• [TASK ITEM]:
Can you reproduce the part of the material that opens with the line containing "278L117 289L116 307L137" and closes with the end of the material, with "positive clicks" replaced by "foreground clicks" and everything else unchanged?

• [INPUT]:
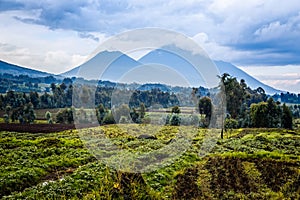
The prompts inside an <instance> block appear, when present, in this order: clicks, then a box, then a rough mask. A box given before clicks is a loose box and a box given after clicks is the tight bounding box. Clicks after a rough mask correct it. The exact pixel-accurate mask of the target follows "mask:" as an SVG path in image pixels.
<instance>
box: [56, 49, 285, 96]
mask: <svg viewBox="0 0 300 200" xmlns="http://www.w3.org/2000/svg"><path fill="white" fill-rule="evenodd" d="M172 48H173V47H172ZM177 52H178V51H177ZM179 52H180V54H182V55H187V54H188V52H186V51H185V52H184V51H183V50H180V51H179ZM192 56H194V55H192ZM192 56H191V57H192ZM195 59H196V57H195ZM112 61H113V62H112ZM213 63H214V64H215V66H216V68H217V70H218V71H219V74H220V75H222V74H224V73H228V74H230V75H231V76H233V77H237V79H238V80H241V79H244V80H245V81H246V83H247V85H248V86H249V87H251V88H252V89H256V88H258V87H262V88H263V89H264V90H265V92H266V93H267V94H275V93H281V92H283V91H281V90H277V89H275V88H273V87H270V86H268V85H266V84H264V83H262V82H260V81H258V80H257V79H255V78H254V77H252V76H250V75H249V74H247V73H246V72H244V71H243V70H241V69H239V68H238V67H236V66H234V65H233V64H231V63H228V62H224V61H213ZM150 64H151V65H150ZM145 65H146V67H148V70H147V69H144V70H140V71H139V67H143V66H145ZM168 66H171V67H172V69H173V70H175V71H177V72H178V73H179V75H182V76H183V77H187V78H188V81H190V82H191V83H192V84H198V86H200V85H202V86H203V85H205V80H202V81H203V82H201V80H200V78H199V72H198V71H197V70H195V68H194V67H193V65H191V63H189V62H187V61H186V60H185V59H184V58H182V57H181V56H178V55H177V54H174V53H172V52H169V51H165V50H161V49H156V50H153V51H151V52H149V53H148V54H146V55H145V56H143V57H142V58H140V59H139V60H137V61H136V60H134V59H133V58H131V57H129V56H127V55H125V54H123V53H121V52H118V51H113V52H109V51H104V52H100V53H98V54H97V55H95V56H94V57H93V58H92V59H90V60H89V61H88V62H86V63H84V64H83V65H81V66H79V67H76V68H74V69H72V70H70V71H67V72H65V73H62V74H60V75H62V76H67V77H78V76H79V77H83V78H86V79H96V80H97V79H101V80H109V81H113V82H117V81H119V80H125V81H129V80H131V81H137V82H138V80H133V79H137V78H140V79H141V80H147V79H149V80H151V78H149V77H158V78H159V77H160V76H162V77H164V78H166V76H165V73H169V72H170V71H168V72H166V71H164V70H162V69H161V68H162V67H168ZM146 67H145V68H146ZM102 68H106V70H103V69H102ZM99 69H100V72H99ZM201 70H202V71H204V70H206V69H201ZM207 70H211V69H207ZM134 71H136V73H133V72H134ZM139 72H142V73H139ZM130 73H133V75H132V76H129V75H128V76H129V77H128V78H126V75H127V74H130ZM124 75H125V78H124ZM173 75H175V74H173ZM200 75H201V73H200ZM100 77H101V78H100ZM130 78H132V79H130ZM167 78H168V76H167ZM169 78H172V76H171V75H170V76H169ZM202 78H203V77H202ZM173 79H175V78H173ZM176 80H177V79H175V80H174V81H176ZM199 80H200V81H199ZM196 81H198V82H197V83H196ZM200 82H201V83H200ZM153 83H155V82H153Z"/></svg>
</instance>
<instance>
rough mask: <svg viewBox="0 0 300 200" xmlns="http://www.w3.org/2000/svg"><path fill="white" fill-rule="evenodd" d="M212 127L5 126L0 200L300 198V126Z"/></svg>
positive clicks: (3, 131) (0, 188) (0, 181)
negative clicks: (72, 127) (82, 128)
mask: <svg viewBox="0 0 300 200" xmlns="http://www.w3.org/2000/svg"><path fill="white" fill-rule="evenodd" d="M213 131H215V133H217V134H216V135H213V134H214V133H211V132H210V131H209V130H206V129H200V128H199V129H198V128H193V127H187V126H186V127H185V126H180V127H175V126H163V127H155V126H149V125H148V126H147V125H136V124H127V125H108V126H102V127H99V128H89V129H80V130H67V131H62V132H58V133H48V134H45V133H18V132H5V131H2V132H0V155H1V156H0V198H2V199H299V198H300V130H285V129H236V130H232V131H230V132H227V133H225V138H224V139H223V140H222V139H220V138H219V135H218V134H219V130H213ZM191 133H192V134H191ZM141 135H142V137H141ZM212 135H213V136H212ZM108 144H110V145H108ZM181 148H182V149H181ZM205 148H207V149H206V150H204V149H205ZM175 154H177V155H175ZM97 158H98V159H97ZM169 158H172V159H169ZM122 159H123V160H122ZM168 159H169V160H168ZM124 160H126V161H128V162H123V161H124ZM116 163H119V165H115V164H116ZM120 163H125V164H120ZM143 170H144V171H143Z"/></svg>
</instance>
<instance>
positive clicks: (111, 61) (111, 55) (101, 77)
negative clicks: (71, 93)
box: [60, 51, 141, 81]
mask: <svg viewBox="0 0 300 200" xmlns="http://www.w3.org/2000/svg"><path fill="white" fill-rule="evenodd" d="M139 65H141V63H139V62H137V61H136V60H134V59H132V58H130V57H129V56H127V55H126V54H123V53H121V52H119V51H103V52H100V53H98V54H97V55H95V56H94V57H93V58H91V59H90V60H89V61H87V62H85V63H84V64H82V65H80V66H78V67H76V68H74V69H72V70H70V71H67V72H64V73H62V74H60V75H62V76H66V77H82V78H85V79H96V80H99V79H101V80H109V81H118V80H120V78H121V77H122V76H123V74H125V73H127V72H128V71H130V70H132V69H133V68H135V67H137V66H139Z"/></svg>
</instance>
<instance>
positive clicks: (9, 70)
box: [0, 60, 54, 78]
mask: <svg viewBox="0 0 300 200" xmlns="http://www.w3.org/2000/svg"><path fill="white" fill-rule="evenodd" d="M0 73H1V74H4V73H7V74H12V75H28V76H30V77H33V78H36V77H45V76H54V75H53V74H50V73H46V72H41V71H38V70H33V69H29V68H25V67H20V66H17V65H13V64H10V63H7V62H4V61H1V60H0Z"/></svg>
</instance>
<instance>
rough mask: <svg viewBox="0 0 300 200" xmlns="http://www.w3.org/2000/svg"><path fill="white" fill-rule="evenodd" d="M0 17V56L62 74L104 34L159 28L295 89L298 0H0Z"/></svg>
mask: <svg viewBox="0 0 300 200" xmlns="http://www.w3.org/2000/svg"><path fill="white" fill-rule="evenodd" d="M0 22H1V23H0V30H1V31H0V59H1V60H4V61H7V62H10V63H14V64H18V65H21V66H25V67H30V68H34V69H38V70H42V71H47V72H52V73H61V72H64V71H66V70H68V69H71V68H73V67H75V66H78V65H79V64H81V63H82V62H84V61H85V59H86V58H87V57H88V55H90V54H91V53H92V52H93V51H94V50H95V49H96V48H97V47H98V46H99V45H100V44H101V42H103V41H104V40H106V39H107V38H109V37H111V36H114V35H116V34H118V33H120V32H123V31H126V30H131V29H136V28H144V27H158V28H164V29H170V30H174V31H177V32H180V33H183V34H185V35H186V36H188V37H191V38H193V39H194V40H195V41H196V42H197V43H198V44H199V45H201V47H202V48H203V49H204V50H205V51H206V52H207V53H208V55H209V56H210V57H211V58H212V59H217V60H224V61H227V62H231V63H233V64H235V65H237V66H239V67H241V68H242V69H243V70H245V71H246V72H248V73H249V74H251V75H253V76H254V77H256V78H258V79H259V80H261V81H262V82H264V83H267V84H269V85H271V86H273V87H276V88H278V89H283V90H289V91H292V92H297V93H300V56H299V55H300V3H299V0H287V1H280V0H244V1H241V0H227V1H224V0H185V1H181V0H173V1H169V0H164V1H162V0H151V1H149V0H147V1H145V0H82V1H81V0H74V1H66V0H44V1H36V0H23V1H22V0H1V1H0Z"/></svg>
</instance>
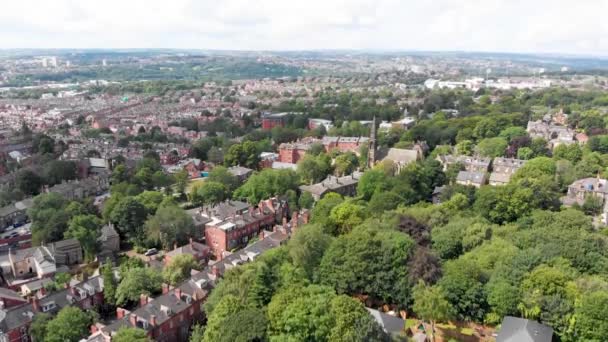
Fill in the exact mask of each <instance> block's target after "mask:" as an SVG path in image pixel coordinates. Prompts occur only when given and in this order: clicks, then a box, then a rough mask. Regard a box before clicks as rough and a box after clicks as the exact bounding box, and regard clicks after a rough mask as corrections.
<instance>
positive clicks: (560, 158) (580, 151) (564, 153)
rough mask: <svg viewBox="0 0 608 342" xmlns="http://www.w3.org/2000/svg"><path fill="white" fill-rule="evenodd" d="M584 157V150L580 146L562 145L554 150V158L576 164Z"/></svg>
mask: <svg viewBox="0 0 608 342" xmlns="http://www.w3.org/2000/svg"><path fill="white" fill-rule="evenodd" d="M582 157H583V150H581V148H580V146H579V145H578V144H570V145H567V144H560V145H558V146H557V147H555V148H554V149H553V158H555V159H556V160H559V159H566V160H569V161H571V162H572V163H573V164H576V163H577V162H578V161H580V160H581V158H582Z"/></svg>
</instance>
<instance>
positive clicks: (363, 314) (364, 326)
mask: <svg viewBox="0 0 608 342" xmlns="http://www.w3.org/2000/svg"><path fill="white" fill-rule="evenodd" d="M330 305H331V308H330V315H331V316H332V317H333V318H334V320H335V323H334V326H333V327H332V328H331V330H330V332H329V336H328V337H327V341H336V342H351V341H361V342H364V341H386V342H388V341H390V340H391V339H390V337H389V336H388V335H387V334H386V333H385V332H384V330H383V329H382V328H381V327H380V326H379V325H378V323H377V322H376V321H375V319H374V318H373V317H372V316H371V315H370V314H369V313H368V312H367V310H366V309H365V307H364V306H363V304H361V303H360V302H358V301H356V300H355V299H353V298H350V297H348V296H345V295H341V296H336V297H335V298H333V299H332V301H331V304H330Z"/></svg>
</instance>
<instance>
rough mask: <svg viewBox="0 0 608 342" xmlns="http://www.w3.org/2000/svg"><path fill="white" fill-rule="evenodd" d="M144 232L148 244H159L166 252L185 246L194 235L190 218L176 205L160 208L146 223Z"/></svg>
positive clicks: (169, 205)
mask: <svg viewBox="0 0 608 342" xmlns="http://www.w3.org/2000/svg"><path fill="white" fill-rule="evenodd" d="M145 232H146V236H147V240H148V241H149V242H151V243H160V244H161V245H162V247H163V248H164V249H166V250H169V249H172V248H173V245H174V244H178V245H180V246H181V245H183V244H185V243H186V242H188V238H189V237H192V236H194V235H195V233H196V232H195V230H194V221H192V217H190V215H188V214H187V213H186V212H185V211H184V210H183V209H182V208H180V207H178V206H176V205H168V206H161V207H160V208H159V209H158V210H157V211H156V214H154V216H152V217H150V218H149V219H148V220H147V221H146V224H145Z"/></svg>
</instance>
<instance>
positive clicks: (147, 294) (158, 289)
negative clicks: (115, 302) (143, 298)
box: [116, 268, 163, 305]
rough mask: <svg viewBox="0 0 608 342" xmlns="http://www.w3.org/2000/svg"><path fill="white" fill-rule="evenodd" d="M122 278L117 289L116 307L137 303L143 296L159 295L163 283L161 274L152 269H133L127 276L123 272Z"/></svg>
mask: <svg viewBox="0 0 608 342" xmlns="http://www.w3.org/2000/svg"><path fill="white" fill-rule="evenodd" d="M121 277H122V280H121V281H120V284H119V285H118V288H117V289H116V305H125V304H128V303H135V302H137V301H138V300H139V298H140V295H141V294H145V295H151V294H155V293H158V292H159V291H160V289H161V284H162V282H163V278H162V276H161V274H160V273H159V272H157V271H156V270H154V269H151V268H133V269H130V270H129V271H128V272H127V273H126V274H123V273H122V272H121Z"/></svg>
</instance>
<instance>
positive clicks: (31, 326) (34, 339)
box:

• [COMPLETED TASK]:
rough mask: <svg viewBox="0 0 608 342" xmlns="http://www.w3.org/2000/svg"><path fill="white" fill-rule="evenodd" d="M122 278L117 289L116 307L137 303L143 296L159 295L163 283L161 274L152 269H133L127 276L123 272Z"/></svg>
mask: <svg viewBox="0 0 608 342" xmlns="http://www.w3.org/2000/svg"><path fill="white" fill-rule="evenodd" d="M121 277H122V280H121V281H120V284H119V285H118V288H117V289H116V305H125V304H128V303H135V302H137V301H138V300H139V298H140V295H141V294H145V295H151V294H155V293H158V292H159V291H160V289H161V284H162V282H163V278H162V276H161V274H160V273H159V272H157V271H156V270H154V269H151V268H133V269H130V270H129V271H128V272H127V273H126V274H123V273H122V272H121Z"/></svg>
</instance>
<instance>
foreground clicks: (31, 326) (34, 339)
box:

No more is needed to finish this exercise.